## TEXT PROVIDED
Oil producers have been asked to formally express their interest in exploring the Alaska National Arctic Wildlife Refuge, with a potential lease sale taking place just days before Joe Biden takes office in January
The Trump administration has accelerated plans to sell leasing rights for oil exploration in the Alaska National Arctic Wildlife Refuge (NAWR), in a final-hour push to open up the previously off-limits region to producers.
The US Bureau of Land Management (BLM) issued a “call for nominations and comments” on 32 tracts covering 1.6 million acres of the ANWR’s Coastal Plain, through which interested companies can identify drilling sites to be bid for in an upcoming lease sale
It sets up the potential for drilling rights to be auctioned just days before the inauguration of president-elect Joe Biden on 20 January.
Biden campaigned on his intention to ban oil and gas production in the Alaskan wilderness, rolling back steps taken by President Trump to open it up to oil companies.
Firms now have until 17 December to register their interest in the lease sale, which could begin as soon as 30 days later.
“Receiving input from industry on which tracts to make available for leasing is vital in conducting a successful lease sale,” said BLM Alaska state director Chad Padgett. “This call for nominations brings us one step closer to holding an historic first Coastal Plain lease sale, satisfying the directive of Congress in the 2017 Tax Cuts and Jobs Act and advancing this administration’s policy of energy independence.”
The American Petroleum Institute, a trade body, welcomed the development, saying it is “long overdue and will create good-paying jobs and provide a new revenue stream for the state” in a statement carried by the New York Times.
Challenging market may dampen appetite for Alaska oil exploration
It remains to be seen what level of interest the call for nominations will attract. Alaska has long been coveted by the oil industry, with estimates of around 11.8 billion barrels of recoverable resources in the region – although seismic assessments have not been carried out since the 1980s.
Democratic lawmakers and pressure from environmental groups has kept the area – prized as a vast, unspoiled natural habitat – off limits since the Ronald Reagan administration, but President Trump has succeeded in pushing through legislation that would allow drilling to begin.
But at a time when companies are facing unprecedented financial stress amid the pandemic – as well as shrinking demand and longer-term pressure to diversify away from fossil fuels as the industry pivots to clean energy – an expensive, uncertain, and reputation-risking move into the ANWR may not be as attractive as it once was.
“The recoverable reserves from within the ANWR will require additional exploration and appraisal, which, in the current investment climate, is an expenditure few operators can afford,” said Adrian Lara, a senior oil and gas analyst at research firm GlobalData.
“In the event of successful discoveries, there is also the issue of the new infrastructure needed for development. This is in a region where weather conditions provide only a few months for an optimal work environment and where the cost of projects increases as the weather worsens.”
Rystad Energy, an analysis group, recently suggested that while global oil-exploration activities are expected to remain resilient despite the pandemic, strategies will be scrutinised more closely than before, and “only the [projects] with the highest chance of success will see a spinning drillbit”.
“Companies will be less willing to drill high-risk wells in environmentally-sensitive frontier areas, both for financial and environmental reasons,” the group added. “As a result, the full petroleum potential of areas like the Alaskan Arctic, Foz do Amazonas in Brazil and the Barents Sea may never be unlocked.”

## SOURCE DATA
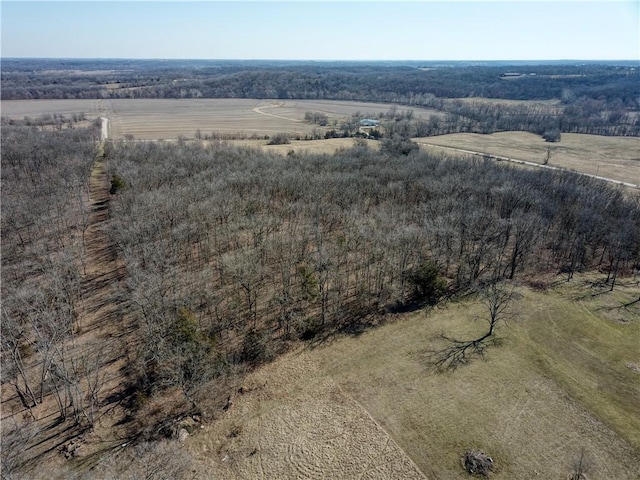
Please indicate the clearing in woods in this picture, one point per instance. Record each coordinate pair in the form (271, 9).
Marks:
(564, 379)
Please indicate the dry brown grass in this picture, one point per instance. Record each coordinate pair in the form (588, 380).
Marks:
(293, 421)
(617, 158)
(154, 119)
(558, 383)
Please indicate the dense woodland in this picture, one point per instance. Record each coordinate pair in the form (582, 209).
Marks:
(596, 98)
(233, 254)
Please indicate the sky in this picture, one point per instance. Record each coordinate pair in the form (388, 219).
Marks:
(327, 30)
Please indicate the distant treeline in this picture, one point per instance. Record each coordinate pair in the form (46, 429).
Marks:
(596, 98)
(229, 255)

--

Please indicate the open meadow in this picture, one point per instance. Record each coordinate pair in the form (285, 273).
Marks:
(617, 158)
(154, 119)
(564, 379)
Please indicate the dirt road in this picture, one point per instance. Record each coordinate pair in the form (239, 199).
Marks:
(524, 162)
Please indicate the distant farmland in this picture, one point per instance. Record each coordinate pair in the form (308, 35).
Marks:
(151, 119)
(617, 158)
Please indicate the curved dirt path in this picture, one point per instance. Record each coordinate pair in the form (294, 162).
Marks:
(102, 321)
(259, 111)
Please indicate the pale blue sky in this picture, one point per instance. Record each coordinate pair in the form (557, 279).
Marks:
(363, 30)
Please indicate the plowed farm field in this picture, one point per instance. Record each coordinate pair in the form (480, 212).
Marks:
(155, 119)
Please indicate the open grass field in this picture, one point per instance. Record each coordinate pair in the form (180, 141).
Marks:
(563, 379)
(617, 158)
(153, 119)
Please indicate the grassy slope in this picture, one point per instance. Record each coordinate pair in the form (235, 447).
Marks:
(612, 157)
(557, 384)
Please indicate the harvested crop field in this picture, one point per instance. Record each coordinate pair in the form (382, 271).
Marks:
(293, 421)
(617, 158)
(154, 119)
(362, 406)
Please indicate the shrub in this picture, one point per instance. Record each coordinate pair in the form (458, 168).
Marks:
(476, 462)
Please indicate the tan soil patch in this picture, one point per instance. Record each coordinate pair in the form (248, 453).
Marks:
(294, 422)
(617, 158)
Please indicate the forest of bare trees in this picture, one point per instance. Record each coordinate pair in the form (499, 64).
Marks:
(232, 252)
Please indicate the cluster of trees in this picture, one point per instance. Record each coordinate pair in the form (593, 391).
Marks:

---

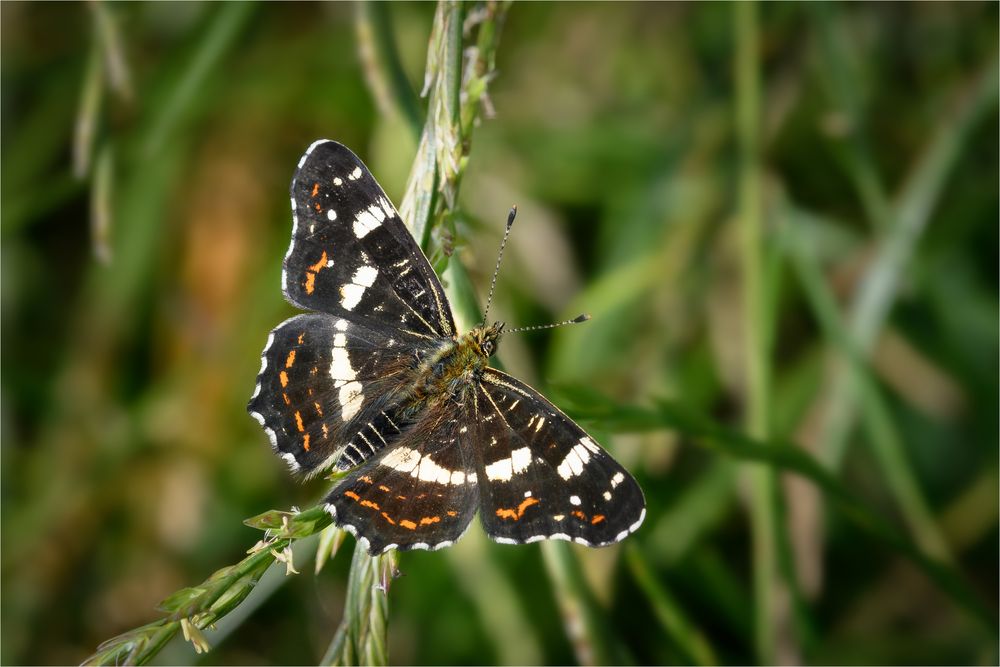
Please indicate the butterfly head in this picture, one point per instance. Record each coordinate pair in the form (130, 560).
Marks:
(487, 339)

## ACTIVITY 1
Reproduce word for word the passage of the article on Arctic refuge oil leasing, starting with "But at a time" and going on through "research firm GlobalData.".
## ACTIVITY 2
List every person named in the article on Arctic refuge oil leasing.
## ACTIVITY 3
According to the article on Arctic refuge oil leasing, by what date must firms register their interest in the lease sale?
The items are separate material, apart from the article on Arctic refuge oil leasing.

## REPLY 1
But at a time when companies are facing unprecedented financial stress amid the pandemic – as well as shrinking demand and longer-term pressure to diversify away from fossil fuels as the industry pivots to clean energy – an expensive, uncertain, and reputation-risking move into the ANWR may not be as attractive as it once was.
“The recoverable reserves from within the ANWR will require additional exploration and appraisal, which, in the current investment climate, is an expenditure few operators can afford,” said Adrian Lara, a senior oil and gas analyst at research firm GlobalData.

## REPLY 2
Joe Biden
President Trump
Chad Padgett
Ronald Reagan
Adrian Lara

## REPLY 3
17 December